(Records pointing to named objects)
----
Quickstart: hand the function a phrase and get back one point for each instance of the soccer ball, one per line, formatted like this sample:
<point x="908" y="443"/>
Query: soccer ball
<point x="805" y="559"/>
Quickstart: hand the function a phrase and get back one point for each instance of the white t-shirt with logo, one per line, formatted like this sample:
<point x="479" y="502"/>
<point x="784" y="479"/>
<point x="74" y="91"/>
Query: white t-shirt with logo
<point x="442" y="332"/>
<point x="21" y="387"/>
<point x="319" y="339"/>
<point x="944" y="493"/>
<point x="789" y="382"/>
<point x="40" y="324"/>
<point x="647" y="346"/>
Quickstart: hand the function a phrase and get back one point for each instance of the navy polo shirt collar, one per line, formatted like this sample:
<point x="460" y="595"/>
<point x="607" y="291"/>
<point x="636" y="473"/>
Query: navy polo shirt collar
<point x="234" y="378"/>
----
> **Task requirements**
Can you transcribe every one of the lines above, character for character, with nothing changed?

> **Full solution**
Quickstart: hand the function a phrase and get back one point for each instance of the soccer ball, one per line, formatted like this sample:
<point x="908" y="443"/>
Query: soccer ball
<point x="805" y="559"/>
Quickstart: hand the function a phrase and get back one point for each instance of the white t-shirt with logo, one per line, formatted like this sample:
<point x="479" y="502"/>
<point x="784" y="479"/>
<point x="74" y="91"/>
Query: white t-shirt with logo
<point x="442" y="332"/>
<point x="21" y="387"/>
<point x="319" y="339"/>
<point x="944" y="493"/>
<point x="789" y="382"/>
<point x="40" y="324"/>
<point x="647" y="346"/>
Quickstart: hand the function a phrase and get back one point for each instance of the navy polo shirt collar, one per line, formatted like this sample:
<point x="460" y="595"/>
<point x="607" y="291"/>
<point x="636" y="473"/>
Query: navy polo shirt collar
<point x="234" y="378"/>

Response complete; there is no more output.